**INFORMATION SHOWN**.

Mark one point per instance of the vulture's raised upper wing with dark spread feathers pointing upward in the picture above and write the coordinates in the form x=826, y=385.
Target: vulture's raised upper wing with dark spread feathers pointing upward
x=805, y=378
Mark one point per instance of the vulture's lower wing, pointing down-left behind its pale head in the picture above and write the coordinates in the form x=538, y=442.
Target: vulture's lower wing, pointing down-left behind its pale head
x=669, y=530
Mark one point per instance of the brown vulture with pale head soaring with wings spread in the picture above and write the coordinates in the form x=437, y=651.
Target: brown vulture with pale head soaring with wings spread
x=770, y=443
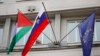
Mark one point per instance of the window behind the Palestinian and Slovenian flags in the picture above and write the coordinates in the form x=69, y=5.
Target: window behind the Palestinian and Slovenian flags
x=42, y=39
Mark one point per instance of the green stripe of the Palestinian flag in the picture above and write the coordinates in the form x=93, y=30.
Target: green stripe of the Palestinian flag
x=17, y=37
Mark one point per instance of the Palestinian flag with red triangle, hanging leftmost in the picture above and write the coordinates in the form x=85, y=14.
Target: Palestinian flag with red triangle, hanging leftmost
x=23, y=26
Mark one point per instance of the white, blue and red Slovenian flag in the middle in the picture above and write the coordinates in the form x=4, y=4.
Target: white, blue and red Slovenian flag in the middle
x=39, y=25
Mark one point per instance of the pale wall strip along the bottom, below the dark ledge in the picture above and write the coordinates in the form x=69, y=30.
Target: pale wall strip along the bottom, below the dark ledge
x=65, y=52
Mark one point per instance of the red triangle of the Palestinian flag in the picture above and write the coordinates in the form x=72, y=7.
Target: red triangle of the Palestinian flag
x=22, y=21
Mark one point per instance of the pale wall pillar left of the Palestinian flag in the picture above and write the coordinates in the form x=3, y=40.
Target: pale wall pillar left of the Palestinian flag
x=6, y=34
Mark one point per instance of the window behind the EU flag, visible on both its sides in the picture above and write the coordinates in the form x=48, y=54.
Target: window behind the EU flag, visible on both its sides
x=74, y=37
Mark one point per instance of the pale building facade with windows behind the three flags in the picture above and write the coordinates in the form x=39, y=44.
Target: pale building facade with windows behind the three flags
x=64, y=15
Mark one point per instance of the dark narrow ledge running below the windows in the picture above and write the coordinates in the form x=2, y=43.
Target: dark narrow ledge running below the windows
x=51, y=48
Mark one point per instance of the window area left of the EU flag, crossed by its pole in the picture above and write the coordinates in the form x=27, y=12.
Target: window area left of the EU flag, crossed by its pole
x=74, y=35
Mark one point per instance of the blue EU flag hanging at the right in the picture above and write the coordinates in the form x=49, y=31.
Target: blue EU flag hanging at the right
x=86, y=29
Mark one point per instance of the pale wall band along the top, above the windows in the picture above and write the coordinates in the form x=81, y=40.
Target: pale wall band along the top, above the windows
x=51, y=5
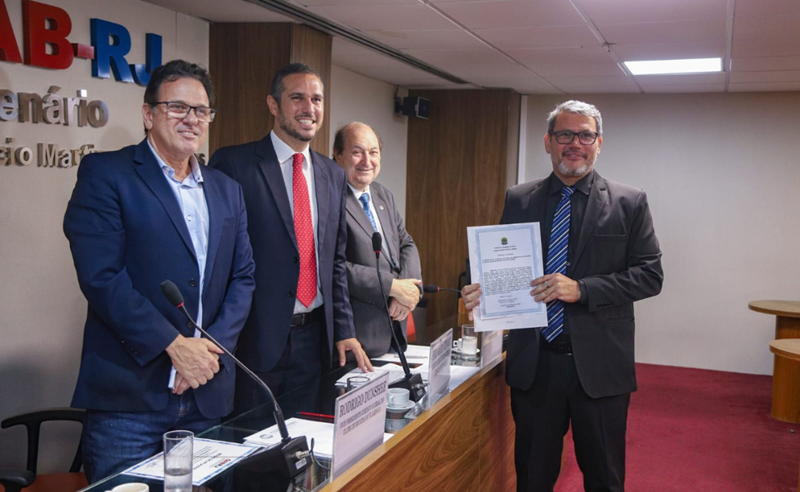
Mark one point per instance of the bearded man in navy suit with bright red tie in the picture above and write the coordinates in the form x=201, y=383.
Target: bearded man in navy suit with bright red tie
x=297, y=223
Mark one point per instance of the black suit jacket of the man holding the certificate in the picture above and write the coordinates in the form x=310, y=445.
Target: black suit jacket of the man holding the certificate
x=618, y=258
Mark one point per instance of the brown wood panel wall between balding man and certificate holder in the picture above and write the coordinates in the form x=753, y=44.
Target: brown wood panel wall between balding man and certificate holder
x=459, y=161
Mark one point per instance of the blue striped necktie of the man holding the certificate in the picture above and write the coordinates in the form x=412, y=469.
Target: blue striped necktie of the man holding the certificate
x=557, y=261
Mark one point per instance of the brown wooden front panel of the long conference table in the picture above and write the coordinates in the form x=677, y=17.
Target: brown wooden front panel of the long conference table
x=463, y=443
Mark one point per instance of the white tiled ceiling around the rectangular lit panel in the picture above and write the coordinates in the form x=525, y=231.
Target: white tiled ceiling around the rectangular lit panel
x=555, y=46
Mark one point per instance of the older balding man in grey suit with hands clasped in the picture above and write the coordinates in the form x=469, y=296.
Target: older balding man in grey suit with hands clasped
x=370, y=209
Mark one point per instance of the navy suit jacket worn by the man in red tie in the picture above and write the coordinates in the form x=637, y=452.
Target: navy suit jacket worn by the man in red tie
x=271, y=225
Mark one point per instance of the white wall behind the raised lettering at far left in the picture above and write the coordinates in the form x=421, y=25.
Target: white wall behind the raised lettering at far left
x=41, y=308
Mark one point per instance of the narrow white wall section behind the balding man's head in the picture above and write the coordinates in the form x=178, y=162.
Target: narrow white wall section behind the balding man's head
x=358, y=98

**WHAT THIS TASK INVOLVES**. Every line from the one with "Mark one point per instance of the pale wall band" through the one with "Mark one point per instance of the brown wood panel" is to be reproduced exactly as written above, and the pictures are to be dropped.

**ANSWER TO THE EXERCISE**.
Mark one point per instance of the pale wall band along the top, above the windows in the picture above and write the coordinates in the form x=81, y=40.
Target: pale wall band along the top, above the windows
x=51, y=5
Mark one point per instance of the bearded man in navy suit with bright red tie in the picture above and write the coordinates in the form x=201, y=383.
Target: bearded man in navy suit with bright red tie
x=297, y=223
Mark one point per instance of the black suit jacket of the man holding the certificate in the picture above and write the coordinates in the form x=310, y=445.
Target: black suit jacket of the man holding the certificate
x=618, y=258
Mark one point per instance of the brown wood panel wall between balding man and certificate holder in the picture above and write the coordinates in the form x=753, y=44.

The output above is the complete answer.